- **YOUR GOAL**: Add 28 to every coordinate in the answer boxes, and write out all the lines from the one containing "object=rocky mountain face" down to the last line below, keeping every other line unchanged.
BEGIN EXERCISE MATERIAL
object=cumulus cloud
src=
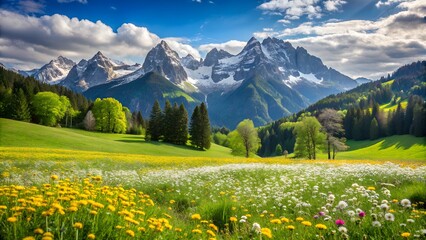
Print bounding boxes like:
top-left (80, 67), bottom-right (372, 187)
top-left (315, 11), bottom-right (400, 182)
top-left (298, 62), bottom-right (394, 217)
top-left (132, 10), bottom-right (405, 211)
top-left (254, 0), bottom-right (426, 79)
top-left (0, 10), bottom-right (200, 69)
top-left (58, 0), bottom-right (87, 4)
top-left (18, 0), bottom-right (45, 13)
top-left (324, 0), bottom-right (346, 12)
top-left (198, 40), bottom-right (246, 54)
top-left (258, 0), bottom-right (346, 23)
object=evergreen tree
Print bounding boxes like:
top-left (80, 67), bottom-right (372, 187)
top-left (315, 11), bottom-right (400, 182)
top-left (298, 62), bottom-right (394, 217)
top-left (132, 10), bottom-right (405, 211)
top-left (176, 104), bottom-right (188, 145)
top-left (411, 104), bottom-right (426, 137)
top-left (190, 103), bottom-right (211, 149)
top-left (275, 144), bottom-right (283, 156)
top-left (163, 100), bottom-right (176, 143)
top-left (12, 88), bottom-right (31, 122)
top-left (200, 103), bottom-right (211, 149)
top-left (370, 118), bottom-right (379, 140)
top-left (189, 106), bottom-right (202, 148)
top-left (146, 101), bottom-right (163, 141)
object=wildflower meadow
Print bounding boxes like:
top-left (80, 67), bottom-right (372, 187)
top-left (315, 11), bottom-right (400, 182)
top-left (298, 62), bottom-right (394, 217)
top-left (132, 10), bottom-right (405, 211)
top-left (0, 157), bottom-right (426, 240)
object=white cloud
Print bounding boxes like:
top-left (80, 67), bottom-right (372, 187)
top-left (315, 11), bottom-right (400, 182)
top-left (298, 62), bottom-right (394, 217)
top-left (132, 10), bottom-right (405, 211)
top-left (254, 0), bottom-right (426, 79)
top-left (18, 0), bottom-right (45, 13)
top-left (0, 9), bottom-right (200, 69)
top-left (324, 0), bottom-right (346, 12)
top-left (58, 0), bottom-right (87, 4)
top-left (198, 40), bottom-right (246, 54)
top-left (258, 0), bottom-right (346, 23)
top-left (376, 0), bottom-right (407, 8)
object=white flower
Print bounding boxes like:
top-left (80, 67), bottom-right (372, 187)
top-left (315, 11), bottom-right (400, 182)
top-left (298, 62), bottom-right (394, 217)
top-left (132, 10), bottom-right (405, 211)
top-left (401, 199), bottom-right (411, 208)
top-left (385, 213), bottom-right (395, 222)
top-left (380, 203), bottom-right (389, 211)
top-left (337, 201), bottom-right (348, 209)
top-left (372, 221), bottom-right (382, 227)
top-left (252, 223), bottom-right (260, 233)
top-left (339, 226), bottom-right (348, 233)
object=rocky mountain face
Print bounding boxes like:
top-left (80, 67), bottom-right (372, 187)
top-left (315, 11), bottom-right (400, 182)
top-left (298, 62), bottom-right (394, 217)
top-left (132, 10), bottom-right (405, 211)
top-left (60, 52), bottom-right (140, 92)
top-left (14, 38), bottom-right (358, 128)
top-left (142, 41), bottom-right (188, 84)
top-left (31, 56), bottom-right (75, 84)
END EXERCISE MATERIAL
- **FULL OUTPUT**:
object=rocky mountain face
Print bounding boxes like:
top-left (80, 67), bottom-right (372, 187)
top-left (315, 11), bottom-right (400, 182)
top-left (298, 62), bottom-right (394, 217)
top-left (132, 10), bottom-right (405, 211)
top-left (88, 80), bottom-right (168, 120)
top-left (42, 66), bottom-right (386, 156)
top-left (170, 69), bottom-right (216, 112)
top-left (59, 84), bottom-right (103, 112)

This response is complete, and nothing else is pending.